▶ **Problem**
Recast the data below as a numbered list with one entry per line, skipping any blank lines.

▶ **Data supplied**
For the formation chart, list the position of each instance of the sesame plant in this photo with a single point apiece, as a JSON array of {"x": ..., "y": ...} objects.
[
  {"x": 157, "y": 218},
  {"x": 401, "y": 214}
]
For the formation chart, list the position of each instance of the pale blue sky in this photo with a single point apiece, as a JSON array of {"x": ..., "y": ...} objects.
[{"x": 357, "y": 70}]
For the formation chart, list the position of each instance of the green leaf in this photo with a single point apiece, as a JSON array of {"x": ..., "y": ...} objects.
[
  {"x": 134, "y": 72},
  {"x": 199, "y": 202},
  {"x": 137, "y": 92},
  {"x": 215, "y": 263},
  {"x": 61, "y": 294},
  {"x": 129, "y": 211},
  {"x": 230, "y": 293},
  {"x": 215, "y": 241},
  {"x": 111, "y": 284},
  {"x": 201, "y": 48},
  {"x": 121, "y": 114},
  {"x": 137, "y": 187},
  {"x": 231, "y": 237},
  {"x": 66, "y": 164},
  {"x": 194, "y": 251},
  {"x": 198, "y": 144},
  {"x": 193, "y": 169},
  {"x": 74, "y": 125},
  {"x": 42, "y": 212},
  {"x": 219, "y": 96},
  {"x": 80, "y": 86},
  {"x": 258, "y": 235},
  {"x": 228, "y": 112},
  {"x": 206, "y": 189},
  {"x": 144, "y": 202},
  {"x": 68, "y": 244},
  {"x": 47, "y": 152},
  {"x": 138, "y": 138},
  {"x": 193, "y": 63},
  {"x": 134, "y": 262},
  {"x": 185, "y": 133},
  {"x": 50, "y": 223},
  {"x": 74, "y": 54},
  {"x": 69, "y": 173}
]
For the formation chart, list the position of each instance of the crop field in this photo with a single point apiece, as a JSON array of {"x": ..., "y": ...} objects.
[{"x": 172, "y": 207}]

▶ **Full response**
1. For the formation chart, list the position of each instance of the sesame plant in this photo with a single point apiece, as a JSON array of {"x": ..., "y": ...} objects.
2. [
3.   {"x": 157, "y": 218},
4.   {"x": 401, "y": 214}
5. ]
6. For the formation chart, list the position of each instance of the pale blue sky in this photo with a single point apiece, as a JSON array of {"x": ..., "y": ...} objects.
7. [{"x": 357, "y": 70}]
8. For the formation chart, list the position of each instance of the green leaf in this photo with a single point apiece, as a JSON array of {"x": ..., "y": ...} objects.
9. [
10.   {"x": 134, "y": 72},
11.   {"x": 199, "y": 202},
12.   {"x": 137, "y": 92},
13.   {"x": 215, "y": 263},
14.   {"x": 61, "y": 294},
15.   {"x": 129, "y": 211},
16.   {"x": 230, "y": 293},
17.   {"x": 215, "y": 241},
18.   {"x": 111, "y": 284},
19.   {"x": 201, "y": 48},
20.   {"x": 121, "y": 114},
21.   {"x": 137, "y": 187},
22.   {"x": 231, "y": 237},
23.   {"x": 66, "y": 164},
24.   {"x": 194, "y": 251},
25.   {"x": 198, "y": 144},
26.   {"x": 193, "y": 169},
27.   {"x": 74, "y": 125},
28.   {"x": 42, "y": 212},
29.   {"x": 219, "y": 96},
30.   {"x": 80, "y": 86},
31.   {"x": 258, "y": 235},
32.   {"x": 228, "y": 112},
33.   {"x": 206, "y": 189},
34.   {"x": 144, "y": 202},
35.   {"x": 68, "y": 244},
36.   {"x": 47, "y": 152},
37.   {"x": 138, "y": 138},
38.   {"x": 193, "y": 63},
39.   {"x": 134, "y": 262},
40.   {"x": 185, "y": 133},
41.   {"x": 50, "y": 223},
42.   {"x": 74, "y": 54},
43.   {"x": 69, "y": 173}
44. ]
45. For the formation chart, list the position of each instance of the crop field in this photo with a single point apiece, as a JSON array of {"x": ..., "y": ...} objects.
46. [{"x": 172, "y": 207}]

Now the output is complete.